Equation (6): Definition of "N" should be added.
Equation (10): It is suggested that a more detailed explanation of formula conversions be added, in addition to citing references, to make it easier for the reader to understand.
Line 173: It is helpful for readers to add more detailed explanation about B.2.4 of Lehtinen et al. (2014).
Line 201–202: Why were uncertainties estimated by this study underestimated relative to those of GUISDAP above ~300-km altitudes? Are assumptions used in GUISDAP desirable compared to e3doubt?
Line 314: The abbreviation "SECS" should be added after "spherical elementary current system".
Line 331: "Madelaire et al. (2023)" should be "(Madelaire et al., 2023)".
Line 345: "(Reistad et al., 2024)" should be "Reistad et al. (2024)".

Citation: https://doi.org/10.5194/egusphere-2025-1768-RC1
- AC1: 'Reply to RC1', Spencer Hatch, 18 Aug 2025
  
  We thank the reviewer for their very useful feedback on our manuscript. Please see the attached supplement, where we have strived to the best of our ability to respond to each of the reviewer's comments.
  
  Citation: https://doi.org/10.5194/egusphere-2025-1768-AC1
RC2:
'Comment on egusphere-2025-1768', Anonymous Referee #2, 19 May 2025
This paper presents a software toolkit (“e3doubt”) that allows to estimate the uncertainty of plasma parameter measurements with the upcoming EISCAT_3D incoherent scatter radar system. Since phased-array incoherent scatter radars like EISCAT_3D can be run in a large variety of measurement settings to accommodate different spatial and temporal resolutions, such a toolkit will allow conducting individual observing system simulation experiments (OSSEs) for specific processes. The low computational requirements and its applicability for ionosphere scientists who are not ISR experts make e3doubt a clear improvement over existing software.
The underlying equations (e.g., radar equation, incoherent scatter spectrum, noise levels) are well described, and the applied assumptions and simplifications are clearly stated. Two experiment examples are presented to demonstrate the developed toolkit. The uncertainties estimated with e3doubt for a 1-hour measurement window with the existing EISCAT UHF are compared to uncertainty estimates given by the ISR analysis software GUISDAP. It is shown that the e3doubt uncertainty estimate is very close to the GUISDAP estimate, though both are considerably lower than the actual variability of the plasma parameters.
There are some minor concerns regarding the provided guidelines in Section 4. If this section is to be seen as a general manual for e3doubt, a more distinguished identification of the single steps should be provided during the examples in Section 5. Additionally, I think it would be beneficial if the examples in Section 5 were more focused on how e3doubt can help with the decision-making process when designing E3D experiments. Other open questions remain about the underestimation of parameter uncertainties in the topside ionosphere (Figure 2) and a more detailed discussion of the simplifying assumptions that are employed to allow for the low computational overhead in comparison with Swoboda et al., 2017.

» **EXERCISE**:
Reproduce the review comments word for word from "Equation (6): Definition" up to and including "reader to understand.". Answer using nothing but the review comments above.

» **DATASET ENTRIES**:
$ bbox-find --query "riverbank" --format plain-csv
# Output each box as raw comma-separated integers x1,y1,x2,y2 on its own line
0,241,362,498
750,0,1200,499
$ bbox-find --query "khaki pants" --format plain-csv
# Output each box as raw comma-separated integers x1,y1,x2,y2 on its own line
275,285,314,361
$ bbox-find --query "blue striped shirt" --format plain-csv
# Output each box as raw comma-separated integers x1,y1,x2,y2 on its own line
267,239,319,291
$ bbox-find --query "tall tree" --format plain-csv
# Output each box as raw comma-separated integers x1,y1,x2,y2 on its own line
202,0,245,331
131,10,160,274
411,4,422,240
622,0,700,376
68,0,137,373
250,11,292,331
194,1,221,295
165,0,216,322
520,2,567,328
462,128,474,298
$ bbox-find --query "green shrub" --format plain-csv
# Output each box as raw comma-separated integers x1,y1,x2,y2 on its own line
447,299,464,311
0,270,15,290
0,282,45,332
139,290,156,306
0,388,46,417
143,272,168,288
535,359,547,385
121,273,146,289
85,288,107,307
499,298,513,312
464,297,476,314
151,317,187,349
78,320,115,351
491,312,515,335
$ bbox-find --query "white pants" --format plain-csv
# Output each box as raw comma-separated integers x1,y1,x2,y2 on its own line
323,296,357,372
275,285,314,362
* * *
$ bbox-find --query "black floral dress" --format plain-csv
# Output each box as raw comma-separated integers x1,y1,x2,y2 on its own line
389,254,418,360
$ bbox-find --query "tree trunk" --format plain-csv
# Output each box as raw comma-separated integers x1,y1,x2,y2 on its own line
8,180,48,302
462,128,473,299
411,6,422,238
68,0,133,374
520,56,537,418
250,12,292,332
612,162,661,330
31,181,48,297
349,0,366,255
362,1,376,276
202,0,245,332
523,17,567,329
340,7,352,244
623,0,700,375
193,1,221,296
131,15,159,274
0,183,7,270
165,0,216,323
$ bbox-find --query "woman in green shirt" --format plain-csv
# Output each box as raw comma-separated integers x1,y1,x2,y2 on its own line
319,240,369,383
==
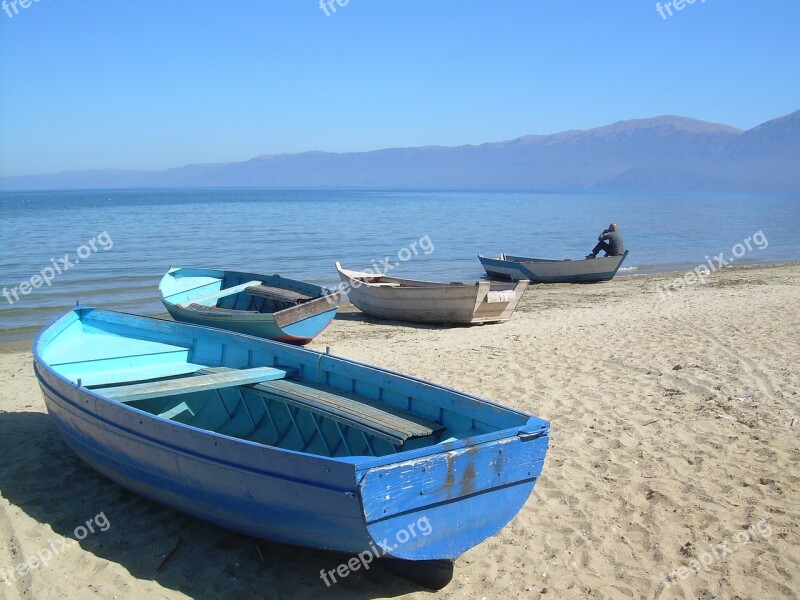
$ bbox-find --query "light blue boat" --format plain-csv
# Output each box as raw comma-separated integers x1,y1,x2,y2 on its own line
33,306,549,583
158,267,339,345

» **ANSWER TO THIS TASK**:
Equation (6): Definition of "N" should be added.
Equation (10): It is suggested that a more detailed explanation of formula conversions be added, in addition to citing references, to make it easier for the reader to understand.